• **Object position labeling entries**:
>>>>
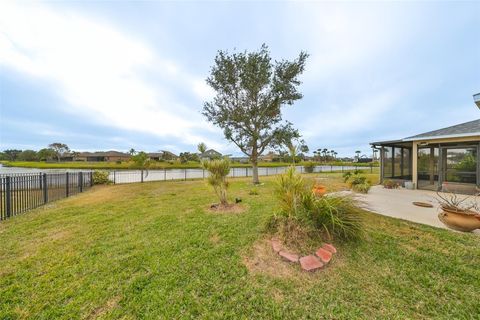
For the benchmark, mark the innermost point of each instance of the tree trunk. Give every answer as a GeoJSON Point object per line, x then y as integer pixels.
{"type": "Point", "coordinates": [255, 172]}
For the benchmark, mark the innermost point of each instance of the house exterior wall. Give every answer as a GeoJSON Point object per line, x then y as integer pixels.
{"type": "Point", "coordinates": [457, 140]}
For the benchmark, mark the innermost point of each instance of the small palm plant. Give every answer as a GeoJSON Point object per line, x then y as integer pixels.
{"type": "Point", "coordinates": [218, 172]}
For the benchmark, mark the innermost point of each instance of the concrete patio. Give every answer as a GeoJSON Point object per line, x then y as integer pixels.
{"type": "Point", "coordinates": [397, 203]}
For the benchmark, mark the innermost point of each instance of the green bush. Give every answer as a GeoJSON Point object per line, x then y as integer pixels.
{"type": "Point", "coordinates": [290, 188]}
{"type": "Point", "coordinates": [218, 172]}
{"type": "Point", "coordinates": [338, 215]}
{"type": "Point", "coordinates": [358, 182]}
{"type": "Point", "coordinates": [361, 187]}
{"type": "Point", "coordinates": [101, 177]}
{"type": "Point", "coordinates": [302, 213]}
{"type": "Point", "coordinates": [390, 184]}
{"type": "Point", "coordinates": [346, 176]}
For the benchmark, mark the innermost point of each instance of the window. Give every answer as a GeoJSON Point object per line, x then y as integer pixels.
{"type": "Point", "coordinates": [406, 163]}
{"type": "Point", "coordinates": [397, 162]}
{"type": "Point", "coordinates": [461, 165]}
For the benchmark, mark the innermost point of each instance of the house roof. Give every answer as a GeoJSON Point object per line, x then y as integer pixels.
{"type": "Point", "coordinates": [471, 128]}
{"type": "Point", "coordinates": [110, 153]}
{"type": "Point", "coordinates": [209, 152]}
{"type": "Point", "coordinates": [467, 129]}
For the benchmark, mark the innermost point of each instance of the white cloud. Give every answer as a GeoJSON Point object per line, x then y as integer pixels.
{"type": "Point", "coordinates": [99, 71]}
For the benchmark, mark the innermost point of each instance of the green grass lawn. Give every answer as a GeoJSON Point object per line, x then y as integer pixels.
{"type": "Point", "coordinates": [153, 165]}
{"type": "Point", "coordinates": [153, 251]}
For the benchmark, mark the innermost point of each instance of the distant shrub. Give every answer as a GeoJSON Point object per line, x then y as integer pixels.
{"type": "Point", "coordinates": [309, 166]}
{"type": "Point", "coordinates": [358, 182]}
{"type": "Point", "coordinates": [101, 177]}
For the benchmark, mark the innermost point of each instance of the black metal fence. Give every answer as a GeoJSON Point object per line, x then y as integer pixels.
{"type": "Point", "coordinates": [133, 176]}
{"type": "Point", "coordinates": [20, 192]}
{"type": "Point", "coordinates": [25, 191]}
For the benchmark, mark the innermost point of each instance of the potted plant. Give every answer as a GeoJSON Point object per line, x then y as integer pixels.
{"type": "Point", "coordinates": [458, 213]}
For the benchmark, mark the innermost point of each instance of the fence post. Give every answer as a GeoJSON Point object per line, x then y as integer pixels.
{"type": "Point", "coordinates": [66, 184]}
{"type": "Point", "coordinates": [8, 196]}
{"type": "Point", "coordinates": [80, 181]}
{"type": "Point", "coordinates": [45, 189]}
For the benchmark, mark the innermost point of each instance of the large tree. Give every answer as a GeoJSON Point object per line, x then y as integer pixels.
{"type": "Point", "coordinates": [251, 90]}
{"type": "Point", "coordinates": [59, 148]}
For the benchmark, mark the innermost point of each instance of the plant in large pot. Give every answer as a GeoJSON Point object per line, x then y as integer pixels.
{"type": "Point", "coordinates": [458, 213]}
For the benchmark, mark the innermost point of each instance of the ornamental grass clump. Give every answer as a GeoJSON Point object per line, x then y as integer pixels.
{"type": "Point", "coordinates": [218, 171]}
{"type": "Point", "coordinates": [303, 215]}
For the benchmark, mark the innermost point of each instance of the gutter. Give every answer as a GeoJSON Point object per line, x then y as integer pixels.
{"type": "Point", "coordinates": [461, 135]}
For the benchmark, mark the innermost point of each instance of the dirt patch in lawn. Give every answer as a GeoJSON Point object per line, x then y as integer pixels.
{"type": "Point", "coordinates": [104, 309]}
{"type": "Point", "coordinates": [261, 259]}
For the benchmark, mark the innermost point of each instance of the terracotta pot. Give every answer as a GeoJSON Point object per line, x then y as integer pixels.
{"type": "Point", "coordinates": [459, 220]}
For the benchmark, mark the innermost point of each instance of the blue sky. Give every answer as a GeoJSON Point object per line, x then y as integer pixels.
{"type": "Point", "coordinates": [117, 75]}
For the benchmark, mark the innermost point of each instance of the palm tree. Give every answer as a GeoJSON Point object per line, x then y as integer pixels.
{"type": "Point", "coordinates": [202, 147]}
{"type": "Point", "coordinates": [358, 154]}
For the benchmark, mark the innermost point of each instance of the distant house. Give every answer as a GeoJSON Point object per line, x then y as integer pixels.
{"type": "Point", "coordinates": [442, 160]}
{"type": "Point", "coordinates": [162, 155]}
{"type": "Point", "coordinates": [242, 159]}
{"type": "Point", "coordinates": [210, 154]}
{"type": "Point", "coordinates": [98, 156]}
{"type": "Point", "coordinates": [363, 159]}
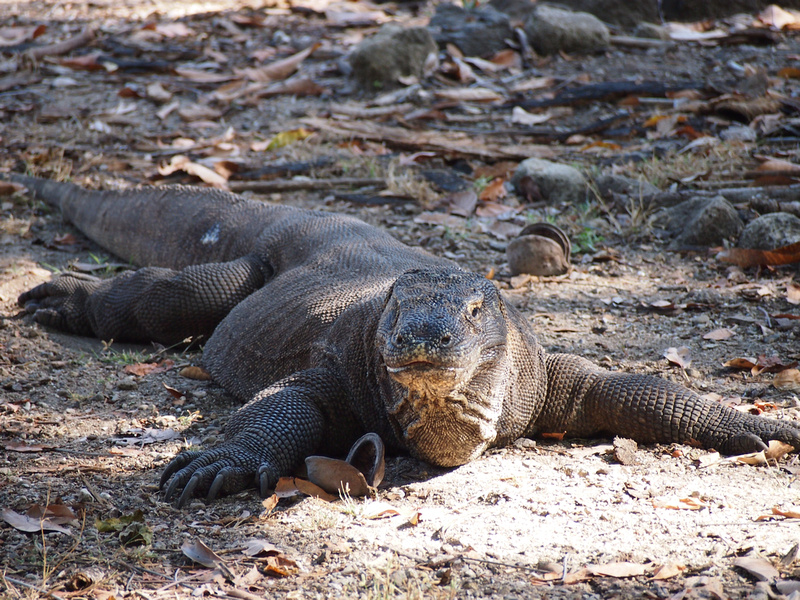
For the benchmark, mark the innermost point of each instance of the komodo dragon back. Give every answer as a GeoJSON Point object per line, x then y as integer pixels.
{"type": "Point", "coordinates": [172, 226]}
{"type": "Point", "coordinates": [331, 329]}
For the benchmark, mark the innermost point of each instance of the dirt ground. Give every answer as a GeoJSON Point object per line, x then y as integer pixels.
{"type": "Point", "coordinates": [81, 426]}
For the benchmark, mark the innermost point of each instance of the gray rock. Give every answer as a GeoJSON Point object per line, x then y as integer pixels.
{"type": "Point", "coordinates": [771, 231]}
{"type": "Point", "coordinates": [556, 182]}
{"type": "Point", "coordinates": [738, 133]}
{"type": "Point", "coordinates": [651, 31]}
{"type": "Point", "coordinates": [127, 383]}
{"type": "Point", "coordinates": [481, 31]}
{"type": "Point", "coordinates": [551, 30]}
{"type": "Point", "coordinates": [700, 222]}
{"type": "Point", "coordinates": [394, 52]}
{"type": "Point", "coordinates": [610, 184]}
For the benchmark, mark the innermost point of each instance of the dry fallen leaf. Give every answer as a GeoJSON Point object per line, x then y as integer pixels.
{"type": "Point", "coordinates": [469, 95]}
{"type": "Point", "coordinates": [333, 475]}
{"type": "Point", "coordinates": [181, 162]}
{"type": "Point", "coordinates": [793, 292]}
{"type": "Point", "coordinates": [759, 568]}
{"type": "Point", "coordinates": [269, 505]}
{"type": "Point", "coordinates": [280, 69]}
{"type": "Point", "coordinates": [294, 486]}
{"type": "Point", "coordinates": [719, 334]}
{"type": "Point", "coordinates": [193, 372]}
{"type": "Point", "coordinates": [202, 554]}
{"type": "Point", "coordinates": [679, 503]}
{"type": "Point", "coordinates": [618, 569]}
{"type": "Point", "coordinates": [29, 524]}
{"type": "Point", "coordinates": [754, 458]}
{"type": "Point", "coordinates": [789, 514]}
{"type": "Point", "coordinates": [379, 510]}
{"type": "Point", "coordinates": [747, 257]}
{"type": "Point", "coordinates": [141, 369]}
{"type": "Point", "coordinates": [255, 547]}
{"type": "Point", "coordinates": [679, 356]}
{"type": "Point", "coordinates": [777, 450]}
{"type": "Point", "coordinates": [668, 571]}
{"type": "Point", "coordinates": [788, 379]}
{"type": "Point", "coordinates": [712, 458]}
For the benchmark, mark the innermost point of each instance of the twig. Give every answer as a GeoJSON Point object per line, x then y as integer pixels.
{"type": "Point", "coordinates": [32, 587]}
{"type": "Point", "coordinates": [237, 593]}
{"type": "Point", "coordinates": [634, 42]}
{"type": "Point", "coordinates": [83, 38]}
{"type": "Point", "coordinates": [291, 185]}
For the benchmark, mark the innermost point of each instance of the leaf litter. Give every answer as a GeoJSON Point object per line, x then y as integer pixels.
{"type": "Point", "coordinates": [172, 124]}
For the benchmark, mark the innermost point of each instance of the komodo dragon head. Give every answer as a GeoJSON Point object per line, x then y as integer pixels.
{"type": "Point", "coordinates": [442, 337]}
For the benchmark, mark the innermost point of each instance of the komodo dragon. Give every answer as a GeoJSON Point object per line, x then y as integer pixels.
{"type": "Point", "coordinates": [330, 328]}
<<<<
• **Objective**:
Produce an exact repeat of the lines from the one containing "of the leaf" through the last line of the data, and nothing more.

• **Output below**:
For the benchmark, mark the innermost point of each instance of the leaf litter. Give every answer as a GeoJSON Point object per line, x then y as integer pixels.
{"type": "Point", "coordinates": [172, 124]}
For the benchmark, mark the innermost point of each instance of the komodo dragon head. Give every answer as a GeoJSON Point object per line, x then y as integer pixels.
{"type": "Point", "coordinates": [442, 337]}
For the benchmark, mark the innermost point of each instance of the komodo dragon. Give every answer as a GeoJSON Point object per line, x then y as integer pixels.
{"type": "Point", "coordinates": [330, 328]}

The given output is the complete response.